- PROBLEM STATEMENT
Give an exact copy of the lines of the records below, starting at the line containing "In this exercise you will tag the pebble" and running to the end.

-- MATERIALS PROVIDED follows --

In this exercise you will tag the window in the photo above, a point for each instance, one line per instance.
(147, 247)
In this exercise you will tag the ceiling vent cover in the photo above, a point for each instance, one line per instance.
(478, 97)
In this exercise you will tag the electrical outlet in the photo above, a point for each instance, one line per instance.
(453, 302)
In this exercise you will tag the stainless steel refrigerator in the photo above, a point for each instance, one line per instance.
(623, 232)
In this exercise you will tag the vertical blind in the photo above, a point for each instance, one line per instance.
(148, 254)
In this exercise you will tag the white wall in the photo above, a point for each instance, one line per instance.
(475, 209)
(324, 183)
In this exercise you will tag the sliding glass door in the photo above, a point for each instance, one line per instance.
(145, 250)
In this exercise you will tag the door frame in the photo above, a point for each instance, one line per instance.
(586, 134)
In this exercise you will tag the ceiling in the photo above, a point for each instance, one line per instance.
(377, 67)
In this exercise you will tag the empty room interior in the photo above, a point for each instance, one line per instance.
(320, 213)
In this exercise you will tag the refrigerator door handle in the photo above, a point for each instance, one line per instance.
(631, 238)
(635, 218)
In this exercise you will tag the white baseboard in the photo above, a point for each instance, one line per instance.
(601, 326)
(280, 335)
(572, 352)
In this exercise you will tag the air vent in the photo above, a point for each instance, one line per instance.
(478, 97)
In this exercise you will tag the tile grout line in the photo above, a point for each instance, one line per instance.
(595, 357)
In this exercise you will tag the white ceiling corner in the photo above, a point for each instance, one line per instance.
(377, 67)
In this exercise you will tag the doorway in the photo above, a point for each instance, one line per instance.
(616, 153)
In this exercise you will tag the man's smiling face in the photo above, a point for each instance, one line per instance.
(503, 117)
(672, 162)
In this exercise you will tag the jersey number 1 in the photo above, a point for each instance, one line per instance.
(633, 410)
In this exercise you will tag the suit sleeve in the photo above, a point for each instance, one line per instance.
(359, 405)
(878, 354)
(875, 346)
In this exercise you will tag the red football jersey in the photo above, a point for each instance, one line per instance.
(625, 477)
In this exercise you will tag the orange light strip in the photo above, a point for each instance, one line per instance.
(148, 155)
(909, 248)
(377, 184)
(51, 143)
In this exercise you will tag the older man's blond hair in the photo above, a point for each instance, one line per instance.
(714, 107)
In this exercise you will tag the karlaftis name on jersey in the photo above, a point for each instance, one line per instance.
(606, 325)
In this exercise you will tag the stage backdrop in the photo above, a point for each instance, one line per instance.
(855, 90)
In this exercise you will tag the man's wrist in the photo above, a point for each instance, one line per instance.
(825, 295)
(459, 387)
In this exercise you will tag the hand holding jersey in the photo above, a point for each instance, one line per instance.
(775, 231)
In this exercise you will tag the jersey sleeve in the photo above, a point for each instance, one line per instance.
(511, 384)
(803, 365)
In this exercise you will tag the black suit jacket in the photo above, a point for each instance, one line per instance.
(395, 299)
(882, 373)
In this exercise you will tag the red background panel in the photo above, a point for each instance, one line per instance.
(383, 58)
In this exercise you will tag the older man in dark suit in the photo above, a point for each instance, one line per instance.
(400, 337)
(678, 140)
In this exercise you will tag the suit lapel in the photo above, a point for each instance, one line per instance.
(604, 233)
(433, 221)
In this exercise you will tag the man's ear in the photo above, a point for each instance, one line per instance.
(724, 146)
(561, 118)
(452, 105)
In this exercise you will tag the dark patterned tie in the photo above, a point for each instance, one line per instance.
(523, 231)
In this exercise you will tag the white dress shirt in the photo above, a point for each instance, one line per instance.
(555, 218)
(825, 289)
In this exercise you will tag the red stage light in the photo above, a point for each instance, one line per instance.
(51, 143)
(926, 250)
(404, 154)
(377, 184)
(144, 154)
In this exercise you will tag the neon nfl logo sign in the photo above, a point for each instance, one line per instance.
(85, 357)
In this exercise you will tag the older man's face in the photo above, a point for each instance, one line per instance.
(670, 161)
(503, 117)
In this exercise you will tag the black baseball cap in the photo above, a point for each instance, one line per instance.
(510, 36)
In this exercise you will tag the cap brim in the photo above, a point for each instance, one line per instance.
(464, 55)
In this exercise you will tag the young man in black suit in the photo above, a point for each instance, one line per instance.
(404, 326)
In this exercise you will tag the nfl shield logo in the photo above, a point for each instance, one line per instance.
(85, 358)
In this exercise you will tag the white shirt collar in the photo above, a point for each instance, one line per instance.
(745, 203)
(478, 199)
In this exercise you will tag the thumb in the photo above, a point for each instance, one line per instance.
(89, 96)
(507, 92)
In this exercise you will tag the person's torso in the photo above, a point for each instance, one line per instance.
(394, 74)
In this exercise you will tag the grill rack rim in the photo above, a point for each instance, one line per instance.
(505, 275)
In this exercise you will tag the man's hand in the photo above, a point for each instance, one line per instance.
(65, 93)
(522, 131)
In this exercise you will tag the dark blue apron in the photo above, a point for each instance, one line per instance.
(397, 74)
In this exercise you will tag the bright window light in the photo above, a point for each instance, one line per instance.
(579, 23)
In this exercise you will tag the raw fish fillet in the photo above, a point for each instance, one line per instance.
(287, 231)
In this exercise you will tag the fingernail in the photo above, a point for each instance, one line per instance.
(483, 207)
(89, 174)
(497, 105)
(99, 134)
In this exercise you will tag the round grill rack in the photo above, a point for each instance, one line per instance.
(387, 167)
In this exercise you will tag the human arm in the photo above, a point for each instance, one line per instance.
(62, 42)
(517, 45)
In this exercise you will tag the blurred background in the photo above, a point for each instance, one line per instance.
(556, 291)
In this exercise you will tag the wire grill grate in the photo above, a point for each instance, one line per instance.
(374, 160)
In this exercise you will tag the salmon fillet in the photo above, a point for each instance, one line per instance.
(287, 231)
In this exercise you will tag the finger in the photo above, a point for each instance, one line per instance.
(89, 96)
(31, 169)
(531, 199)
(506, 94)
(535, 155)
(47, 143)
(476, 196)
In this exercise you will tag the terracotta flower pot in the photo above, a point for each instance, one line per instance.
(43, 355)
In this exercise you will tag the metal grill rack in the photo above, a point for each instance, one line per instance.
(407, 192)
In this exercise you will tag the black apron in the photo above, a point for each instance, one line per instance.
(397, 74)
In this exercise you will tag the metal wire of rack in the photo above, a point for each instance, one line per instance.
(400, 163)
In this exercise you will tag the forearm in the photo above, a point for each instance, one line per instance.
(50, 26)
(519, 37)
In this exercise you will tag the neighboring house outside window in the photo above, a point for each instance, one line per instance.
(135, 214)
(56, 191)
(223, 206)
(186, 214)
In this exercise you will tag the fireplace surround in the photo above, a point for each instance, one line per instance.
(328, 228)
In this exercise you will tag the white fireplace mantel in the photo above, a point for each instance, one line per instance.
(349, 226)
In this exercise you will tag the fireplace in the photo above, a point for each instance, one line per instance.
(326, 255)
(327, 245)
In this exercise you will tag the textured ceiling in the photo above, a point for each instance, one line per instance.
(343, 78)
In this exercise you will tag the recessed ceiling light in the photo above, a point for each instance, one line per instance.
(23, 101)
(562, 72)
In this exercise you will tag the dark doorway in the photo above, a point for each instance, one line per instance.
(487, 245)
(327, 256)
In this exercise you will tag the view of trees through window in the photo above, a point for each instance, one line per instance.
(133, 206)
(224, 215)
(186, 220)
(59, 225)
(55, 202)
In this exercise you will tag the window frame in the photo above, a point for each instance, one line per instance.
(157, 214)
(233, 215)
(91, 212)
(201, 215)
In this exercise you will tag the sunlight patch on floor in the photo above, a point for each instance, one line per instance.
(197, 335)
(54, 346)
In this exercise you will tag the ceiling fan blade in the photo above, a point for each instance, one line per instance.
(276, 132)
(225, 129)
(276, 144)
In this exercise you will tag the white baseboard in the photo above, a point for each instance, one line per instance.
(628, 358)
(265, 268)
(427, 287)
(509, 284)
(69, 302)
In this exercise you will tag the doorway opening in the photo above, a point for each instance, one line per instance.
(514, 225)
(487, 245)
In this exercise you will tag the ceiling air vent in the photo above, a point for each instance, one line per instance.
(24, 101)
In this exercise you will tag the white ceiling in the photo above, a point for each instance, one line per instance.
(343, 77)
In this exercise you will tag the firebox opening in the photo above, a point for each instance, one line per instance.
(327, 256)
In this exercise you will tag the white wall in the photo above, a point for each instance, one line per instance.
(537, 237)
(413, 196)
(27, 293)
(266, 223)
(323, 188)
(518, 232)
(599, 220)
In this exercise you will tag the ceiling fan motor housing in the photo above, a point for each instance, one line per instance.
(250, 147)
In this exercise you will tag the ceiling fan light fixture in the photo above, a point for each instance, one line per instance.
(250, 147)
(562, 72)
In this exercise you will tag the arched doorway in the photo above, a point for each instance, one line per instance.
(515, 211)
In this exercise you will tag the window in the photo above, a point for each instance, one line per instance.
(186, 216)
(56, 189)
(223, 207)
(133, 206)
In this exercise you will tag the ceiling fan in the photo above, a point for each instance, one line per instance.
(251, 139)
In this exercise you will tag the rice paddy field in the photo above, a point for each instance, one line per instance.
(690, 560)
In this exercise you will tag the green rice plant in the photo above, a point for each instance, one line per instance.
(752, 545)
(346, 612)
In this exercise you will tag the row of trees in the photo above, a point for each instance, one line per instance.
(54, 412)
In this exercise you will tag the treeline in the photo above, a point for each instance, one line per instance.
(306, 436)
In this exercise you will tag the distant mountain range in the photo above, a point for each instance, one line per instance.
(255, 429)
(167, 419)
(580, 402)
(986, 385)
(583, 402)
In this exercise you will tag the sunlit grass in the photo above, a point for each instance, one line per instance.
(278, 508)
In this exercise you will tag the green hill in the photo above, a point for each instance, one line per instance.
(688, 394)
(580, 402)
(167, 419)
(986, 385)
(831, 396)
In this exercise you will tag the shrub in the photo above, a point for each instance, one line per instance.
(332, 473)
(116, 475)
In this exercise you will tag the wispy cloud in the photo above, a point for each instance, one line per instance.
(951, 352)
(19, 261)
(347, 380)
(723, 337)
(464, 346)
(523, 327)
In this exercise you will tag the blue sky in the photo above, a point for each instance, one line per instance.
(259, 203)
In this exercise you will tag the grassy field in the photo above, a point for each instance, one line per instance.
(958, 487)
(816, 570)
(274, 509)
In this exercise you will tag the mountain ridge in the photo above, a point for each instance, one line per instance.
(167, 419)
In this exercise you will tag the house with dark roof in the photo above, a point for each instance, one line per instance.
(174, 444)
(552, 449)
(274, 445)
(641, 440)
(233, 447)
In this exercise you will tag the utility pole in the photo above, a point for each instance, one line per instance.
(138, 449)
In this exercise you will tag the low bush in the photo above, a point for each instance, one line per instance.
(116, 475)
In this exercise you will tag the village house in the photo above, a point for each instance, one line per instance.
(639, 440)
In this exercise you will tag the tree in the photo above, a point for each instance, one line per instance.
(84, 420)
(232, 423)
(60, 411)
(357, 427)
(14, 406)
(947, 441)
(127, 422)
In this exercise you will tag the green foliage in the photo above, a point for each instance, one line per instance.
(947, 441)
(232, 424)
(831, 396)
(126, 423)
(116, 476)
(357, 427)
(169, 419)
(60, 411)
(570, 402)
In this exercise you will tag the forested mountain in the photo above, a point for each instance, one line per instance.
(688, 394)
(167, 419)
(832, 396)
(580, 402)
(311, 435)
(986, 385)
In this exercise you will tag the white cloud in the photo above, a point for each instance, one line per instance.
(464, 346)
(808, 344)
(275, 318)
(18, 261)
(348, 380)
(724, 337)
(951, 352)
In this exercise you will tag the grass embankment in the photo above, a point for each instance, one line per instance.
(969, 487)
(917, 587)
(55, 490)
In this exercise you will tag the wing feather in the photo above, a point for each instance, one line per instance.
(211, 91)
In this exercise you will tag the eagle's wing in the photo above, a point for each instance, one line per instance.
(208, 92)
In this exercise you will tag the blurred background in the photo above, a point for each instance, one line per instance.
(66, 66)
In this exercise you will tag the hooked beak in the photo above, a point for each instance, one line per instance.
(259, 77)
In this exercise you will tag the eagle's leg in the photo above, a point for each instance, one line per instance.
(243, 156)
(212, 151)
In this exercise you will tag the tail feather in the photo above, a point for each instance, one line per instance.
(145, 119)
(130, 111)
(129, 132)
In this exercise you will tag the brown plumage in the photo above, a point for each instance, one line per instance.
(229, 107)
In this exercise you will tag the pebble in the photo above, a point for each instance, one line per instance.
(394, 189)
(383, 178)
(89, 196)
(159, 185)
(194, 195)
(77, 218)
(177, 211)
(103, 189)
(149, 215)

-- MATERIALS PROVIDED concluded --

- EXPECTED ANSWER
In this exercise you will tag the pebble in the photo above, a point for each instance, one line per instance.
(394, 189)
(383, 178)
(89, 196)
(159, 185)
(194, 195)
(77, 218)
(177, 211)
(103, 189)
(149, 215)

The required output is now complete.